:: EXTRAIT PRÉSENTÉ ::
►
C’est à la lecture des Relations ou récits des jésuites du Canada que Marie de l’Incarnation a ressenti un vif désir de venir en Nouvelle-France, malgré tout ce qui est dit alors de ce pays effroyable. Elle vient y consumer sa vie, comme elle dit, pour que les gens de ce pays, particulièrement les peuples autochtones, trouvent un sens à leur vie… Elle y consacre les trente-deux dernières années de sa propre vie, jusqu’à sa mort à Québec, le 30 avril 1672, après avoir laissé à ce pays et à cette Église un immense héritage dont nous vivons toujours.

On peut lire (encyclopédie Wikipe­dia) que Bossuet l’appelait la « Thérèse de la Nouvelle France » et que sa figure a été popularisée par l’abbé Henri Brémond 3? A-t-elle été oubliée entre-temps ?

Sœur Marie-Berthe Demers : En tout cas, Marie de l’Incarnation a toujours été vivante chez nous… et n’a pas connu les oubliettes au Canada.
Dans les annales de son monastère, on lit que, dès sa mort, on a voulu conserver le rayonnement de son visage. Le gouverneur de Callières et l’intendant Talon, en accord avec les religieuses, ont ressorti le corps de Mère Marie de son tombeau afin de conserver les empreintes de son visage.
Dès que son fils, le bénédictin Dom Claude Martin, eut appris son décès il s’est empressé de publier sa correspondance puis a écrit la vie de sa mère avec le rayonnement que l’on connaît ! On a tout de suite colligé la documentation requise afin que sa cause de sainteté soit reconnue à Rome. Mais ce n’est qu’en 1877 que le dossier a été accepté par la Congrégation pour la Cause des saints.

Et seulement en 1911 qu’elle a été déclarée vénérable, i. e. que « ses vertus ont été déclarées vécues à un haut degré d’héroïcité ». Il a encore fallu attendre jusqu’en 1980 pour que Jean-Paul II la déclare bienheureuse et Mère de l’Église au Canada. On s’est rappelé alors en effet que le père jésuite Charles Lalemant d’abord, puis Bossuet, l’appelaient la « Thérèse de la Nouvelle-France ».

Comment situer la canonisation de Marie de l’Incarnation par rapport à celle de François de Laval ?
◄
:: DONNÉES DISPONIBLES ::
►
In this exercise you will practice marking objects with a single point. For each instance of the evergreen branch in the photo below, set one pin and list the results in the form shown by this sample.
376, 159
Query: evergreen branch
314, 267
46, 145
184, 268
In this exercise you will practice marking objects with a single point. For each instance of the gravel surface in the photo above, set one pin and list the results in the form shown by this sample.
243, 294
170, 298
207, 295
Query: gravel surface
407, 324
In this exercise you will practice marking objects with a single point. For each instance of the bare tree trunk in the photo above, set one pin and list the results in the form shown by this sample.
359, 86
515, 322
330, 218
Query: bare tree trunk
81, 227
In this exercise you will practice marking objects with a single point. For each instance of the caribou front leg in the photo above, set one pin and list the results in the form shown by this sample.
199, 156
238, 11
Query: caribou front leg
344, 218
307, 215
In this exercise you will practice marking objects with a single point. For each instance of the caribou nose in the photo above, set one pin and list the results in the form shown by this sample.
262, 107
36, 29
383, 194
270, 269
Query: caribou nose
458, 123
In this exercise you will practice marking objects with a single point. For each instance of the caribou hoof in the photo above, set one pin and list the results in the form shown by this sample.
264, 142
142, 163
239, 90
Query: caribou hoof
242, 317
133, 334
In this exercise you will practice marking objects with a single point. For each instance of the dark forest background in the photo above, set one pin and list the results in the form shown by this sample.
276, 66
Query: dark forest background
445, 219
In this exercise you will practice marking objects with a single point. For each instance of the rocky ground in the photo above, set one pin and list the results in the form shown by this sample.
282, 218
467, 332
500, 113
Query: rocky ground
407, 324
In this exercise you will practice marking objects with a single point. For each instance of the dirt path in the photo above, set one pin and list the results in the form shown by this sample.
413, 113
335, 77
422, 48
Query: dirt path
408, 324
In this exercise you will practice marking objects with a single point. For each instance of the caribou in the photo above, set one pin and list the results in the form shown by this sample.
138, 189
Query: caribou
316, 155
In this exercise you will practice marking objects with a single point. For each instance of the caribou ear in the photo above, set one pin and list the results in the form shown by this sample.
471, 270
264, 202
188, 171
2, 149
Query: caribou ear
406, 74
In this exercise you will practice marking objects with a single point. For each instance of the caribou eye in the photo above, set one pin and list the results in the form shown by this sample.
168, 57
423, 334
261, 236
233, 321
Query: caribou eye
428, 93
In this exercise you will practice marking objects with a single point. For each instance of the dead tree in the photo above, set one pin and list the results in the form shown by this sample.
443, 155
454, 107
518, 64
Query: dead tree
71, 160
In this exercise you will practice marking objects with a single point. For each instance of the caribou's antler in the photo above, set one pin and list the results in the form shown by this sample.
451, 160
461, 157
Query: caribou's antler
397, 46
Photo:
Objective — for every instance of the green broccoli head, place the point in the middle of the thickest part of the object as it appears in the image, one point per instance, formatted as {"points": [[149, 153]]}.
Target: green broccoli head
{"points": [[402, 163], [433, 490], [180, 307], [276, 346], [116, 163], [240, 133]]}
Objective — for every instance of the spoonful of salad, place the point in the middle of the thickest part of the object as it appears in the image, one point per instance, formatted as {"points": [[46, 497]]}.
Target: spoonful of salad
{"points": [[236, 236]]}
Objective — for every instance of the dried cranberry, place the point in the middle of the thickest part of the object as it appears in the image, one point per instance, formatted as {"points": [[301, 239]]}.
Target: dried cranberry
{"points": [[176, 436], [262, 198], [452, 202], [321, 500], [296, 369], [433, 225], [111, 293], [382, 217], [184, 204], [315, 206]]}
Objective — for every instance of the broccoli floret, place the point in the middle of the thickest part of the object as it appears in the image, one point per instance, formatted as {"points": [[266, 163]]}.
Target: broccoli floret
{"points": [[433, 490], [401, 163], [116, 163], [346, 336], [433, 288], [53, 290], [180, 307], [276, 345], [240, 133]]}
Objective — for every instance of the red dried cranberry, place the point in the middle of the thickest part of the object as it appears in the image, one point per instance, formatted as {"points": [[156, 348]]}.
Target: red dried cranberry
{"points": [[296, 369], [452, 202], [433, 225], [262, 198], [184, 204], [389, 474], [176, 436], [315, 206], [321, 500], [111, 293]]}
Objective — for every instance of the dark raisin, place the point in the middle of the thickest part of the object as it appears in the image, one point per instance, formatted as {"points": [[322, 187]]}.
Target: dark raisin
◄
Traduisez en anglais, s'il vous plaît, cette phrase de l'extrait sur Marie de l'Incarnation : « Il a encore fallu attendre jusqu'en 1980 pour que Jean-Paul II la déclare bienheureuse et Mère de l'Église au Canada. » Les lignes forment un matériau distinct de l'extrait sur Marie de l'Incarnation.

:: SOLUTION PROPOSÉE ::
It took until 1980 for John Paul II to declare her blessed and Mother of the Church in Canada.